### Le problème
Traduisez en anglais cette phrase du passage sur le litige entre Moffatt et Air Canada : « Il se trouve qu’Air Canada propose effectivement des réductions aux personnes en deuil, mais seulement si la demande est faite avant le voyage. »

### Passage fourni
____

Mais lorsqu’il s’est lancé dans cette démarche, il s’est heurté à un mur. Le souci, c’est que ce programme conversationnel dopé à l’IA s’était emmêlé les pinceaux. Il se trouve qu’Air Canada propose effectivement des réductions aux personnes en deuil, mais seulement si la demande est faite avant le voyage. En revanche, l’offre n’est pas censée être rétroactive. Contrairement à ce qu’affirmait le chatbot, Moffatt n’aurait donc pas dû y avoir droit. Le personnel en charge de sa réclamation a donc refusé de lui verser l’argent.
La compagnie aérienne condamnée à payer
Les deux parties ont donc entamé des délibérations houleuses de plusieurs mois. Air Canada, de son côté, considérait que Moffatt aurait dû savoir que sa requête n’était pas légitime. Cette défense s’appuyait sur le fait que le chatbot lui avait indiqué un lien vers ladite politique de remboursement plus haut dans la conversation. Au lieu de la somme promise, elle a proposé un coupon de 200 $ à utiliser lors de son prochain vol. Pas convaincu, Moffatt a refusé ce geste commercial et déposé une plainte auprès du Tribunal de résolution civil du Canada.

____

### Extrait de données
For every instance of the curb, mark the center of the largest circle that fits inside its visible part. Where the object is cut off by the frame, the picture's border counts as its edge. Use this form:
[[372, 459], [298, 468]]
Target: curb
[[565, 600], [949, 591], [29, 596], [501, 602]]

____

### Tâche terminée
It turns out that Air Canada does indeed offer discounts to bereaved people, but only if the request is made before the trip.